#### Your task:
Below are lines of data, and only some are wanted. Please repeat exactly those from the line that has "point(226, 264)" through the line that has "point(272, 153)".

#### Data provided:

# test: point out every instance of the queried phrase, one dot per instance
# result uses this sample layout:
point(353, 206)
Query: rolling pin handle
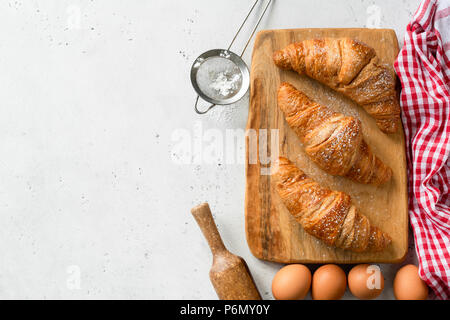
point(203, 216)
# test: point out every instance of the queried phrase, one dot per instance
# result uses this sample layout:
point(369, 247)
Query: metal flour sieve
point(220, 76)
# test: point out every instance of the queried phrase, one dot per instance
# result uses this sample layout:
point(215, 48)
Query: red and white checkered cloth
point(423, 67)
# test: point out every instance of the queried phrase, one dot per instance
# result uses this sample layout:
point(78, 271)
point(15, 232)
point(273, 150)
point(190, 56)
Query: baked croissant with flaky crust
point(350, 67)
point(326, 214)
point(333, 141)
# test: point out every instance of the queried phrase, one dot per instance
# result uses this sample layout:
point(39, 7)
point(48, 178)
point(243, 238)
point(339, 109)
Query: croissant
point(350, 67)
point(333, 141)
point(326, 214)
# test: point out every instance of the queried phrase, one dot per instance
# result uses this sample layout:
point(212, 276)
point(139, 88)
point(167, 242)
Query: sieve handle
point(202, 112)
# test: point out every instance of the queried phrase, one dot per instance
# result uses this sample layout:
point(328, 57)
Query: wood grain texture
point(272, 233)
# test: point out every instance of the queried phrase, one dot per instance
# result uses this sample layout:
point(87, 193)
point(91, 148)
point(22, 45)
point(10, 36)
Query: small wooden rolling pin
point(229, 273)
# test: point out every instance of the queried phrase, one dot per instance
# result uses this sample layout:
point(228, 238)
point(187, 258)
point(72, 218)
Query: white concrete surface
point(93, 201)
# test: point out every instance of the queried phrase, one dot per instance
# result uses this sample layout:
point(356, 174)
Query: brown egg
point(291, 282)
point(365, 281)
point(329, 283)
point(408, 285)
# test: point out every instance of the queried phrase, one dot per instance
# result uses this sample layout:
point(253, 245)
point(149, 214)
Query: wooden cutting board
point(272, 233)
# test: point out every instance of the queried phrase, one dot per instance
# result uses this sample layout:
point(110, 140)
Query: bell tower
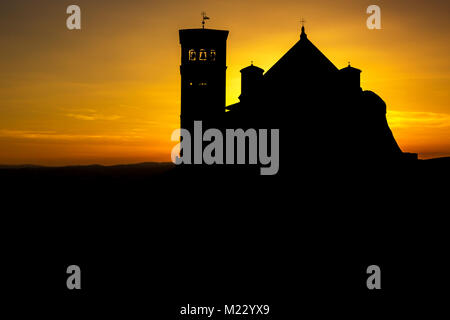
point(203, 73)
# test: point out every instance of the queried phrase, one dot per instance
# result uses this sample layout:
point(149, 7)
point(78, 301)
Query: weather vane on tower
point(204, 17)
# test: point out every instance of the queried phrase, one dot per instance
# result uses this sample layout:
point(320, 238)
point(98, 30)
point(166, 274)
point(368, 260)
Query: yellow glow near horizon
point(110, 92)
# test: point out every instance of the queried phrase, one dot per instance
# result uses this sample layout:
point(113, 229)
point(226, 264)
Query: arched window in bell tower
point(203, 56)
point(213, 55)
point(192, 55)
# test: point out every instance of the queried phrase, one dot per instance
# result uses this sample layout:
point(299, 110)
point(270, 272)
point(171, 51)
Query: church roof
point(252, 68)
point(304, 58)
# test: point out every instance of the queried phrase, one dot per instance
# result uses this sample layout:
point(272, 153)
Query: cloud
point(92, 116)
point(52, 135)
point(408, 119)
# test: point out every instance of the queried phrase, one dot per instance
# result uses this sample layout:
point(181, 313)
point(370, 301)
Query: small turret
point(350, 78)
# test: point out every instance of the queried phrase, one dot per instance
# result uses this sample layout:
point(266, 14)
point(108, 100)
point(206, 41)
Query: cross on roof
point(204, 17)
point(303, 22)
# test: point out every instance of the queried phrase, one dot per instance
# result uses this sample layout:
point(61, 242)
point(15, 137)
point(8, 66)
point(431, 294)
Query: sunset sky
point(110, 93)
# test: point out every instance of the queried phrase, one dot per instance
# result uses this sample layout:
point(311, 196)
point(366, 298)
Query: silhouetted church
point(322, 112)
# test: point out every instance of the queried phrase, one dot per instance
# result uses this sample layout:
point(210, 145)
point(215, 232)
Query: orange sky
point(110, 92)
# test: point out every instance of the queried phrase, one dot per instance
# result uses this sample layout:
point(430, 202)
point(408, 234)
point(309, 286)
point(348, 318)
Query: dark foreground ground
point(150, 238)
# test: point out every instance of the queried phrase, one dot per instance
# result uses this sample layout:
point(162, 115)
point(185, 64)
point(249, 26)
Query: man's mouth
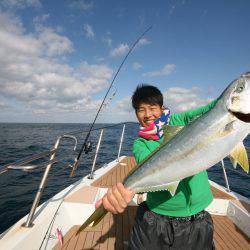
point(241, 116)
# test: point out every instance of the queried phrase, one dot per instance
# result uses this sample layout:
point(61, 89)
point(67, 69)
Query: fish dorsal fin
point(171, 131)
point(239, 156)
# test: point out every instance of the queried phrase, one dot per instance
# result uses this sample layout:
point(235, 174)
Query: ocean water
point(18, 188)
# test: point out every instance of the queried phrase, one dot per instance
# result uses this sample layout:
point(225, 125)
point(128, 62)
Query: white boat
point(66, 211)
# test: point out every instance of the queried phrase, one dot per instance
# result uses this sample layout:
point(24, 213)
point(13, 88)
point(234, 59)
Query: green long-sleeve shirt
point(193, 193)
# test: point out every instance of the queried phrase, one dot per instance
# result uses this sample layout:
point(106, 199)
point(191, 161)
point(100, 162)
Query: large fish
point(201, 144)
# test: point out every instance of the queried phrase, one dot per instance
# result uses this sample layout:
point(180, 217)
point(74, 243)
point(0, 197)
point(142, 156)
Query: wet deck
point(112, 232)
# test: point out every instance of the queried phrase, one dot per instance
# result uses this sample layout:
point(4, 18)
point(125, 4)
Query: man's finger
point(127, 194)
point(98, 203)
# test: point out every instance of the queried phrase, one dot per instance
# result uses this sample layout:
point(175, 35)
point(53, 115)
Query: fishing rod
point(84, 145)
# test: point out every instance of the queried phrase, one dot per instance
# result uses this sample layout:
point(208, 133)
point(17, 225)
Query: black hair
point(145, 93)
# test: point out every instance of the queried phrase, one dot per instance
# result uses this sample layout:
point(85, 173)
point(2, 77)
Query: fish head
point(238, 98)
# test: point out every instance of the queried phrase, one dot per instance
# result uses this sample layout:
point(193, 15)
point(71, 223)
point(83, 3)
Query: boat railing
point(26, 164)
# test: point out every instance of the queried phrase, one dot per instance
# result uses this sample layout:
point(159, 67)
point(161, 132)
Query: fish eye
point(240, 87)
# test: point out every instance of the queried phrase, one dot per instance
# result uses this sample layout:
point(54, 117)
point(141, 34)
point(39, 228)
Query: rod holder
point(91, 176)
point(120, 145)
point(225, 175)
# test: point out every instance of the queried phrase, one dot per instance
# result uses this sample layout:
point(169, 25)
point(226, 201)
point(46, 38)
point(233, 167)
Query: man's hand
point(116, 199)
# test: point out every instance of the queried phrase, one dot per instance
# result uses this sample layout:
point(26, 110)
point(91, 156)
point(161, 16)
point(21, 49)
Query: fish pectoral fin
point(172, 187)
point(239, 156)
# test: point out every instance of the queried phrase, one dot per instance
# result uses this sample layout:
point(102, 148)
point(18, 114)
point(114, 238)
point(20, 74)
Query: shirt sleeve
point(183, 118)
point(140, 151)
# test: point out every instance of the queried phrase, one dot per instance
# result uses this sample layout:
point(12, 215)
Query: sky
point(57, 58)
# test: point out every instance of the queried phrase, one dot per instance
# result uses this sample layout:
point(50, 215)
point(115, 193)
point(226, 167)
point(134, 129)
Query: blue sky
point(58, 57)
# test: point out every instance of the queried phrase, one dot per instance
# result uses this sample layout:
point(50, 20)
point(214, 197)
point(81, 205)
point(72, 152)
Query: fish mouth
point(242, 117)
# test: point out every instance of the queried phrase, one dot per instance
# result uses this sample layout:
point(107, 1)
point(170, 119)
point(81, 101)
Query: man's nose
point(148, 113)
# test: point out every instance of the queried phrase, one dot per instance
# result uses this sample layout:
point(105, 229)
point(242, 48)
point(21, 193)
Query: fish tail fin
point(239, 156)
point(95, 217)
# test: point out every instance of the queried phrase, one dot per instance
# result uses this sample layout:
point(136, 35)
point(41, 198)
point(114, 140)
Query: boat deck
point(112, 232)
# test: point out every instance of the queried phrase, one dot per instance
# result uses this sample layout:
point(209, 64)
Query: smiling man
point(164, 221)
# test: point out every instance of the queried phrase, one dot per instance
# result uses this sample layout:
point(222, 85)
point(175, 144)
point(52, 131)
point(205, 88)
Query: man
point(164, 221)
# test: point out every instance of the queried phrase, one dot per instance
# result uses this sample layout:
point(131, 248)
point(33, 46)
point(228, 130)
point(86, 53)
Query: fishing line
point(103, 101)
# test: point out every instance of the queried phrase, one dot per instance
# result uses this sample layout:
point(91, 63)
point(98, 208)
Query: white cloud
point(88, 31)
point(83, 5)
point(136, 66)
point(39, 20)
point(97, 70)
point(143, 41)
point(32, 78)
point(20, 4)
point(120, 50)
point(54, 43)
point(182, 99)
point(166, 70)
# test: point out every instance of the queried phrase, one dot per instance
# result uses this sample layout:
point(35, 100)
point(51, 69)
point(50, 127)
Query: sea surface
point(18, 188)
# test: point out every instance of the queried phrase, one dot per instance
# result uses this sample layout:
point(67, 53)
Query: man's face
point(148, 113)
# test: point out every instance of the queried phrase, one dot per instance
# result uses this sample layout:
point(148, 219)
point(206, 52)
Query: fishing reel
point(88, 147)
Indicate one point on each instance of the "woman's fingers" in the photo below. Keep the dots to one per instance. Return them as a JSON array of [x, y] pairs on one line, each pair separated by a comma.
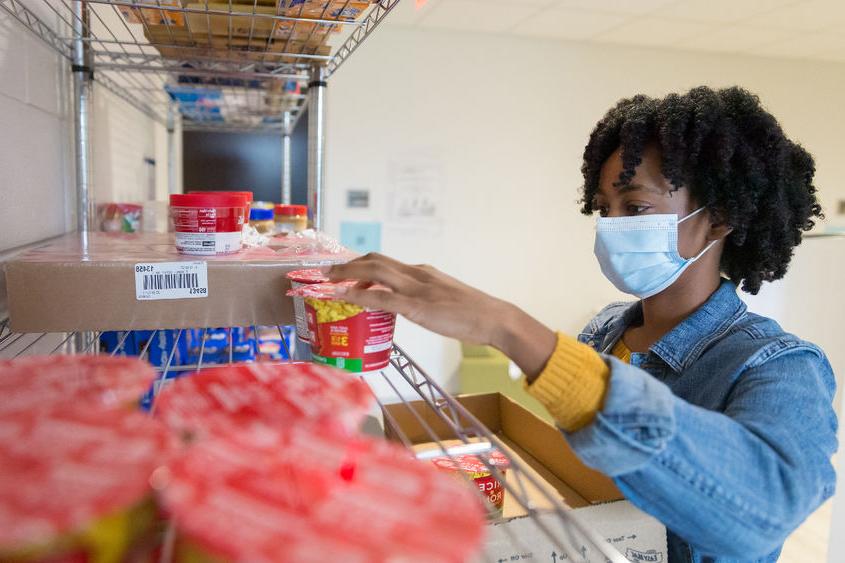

#### Expected output:
point(226, 264)
Query: arched window in bell tower
point(203, 56)
point(213, 55)
point(192, 55)
# test: point out every instance of the queried phrase, one dot per instance
# result uses this sample layout:
point(299, 110)
point(270, 272)
point(171, 51)
Query: church roof
point(252, 68)
point(304, 58)
# test: point out every instance of the queried phrase, one dot per instance
# result uses this sample layout:
point(272, 153)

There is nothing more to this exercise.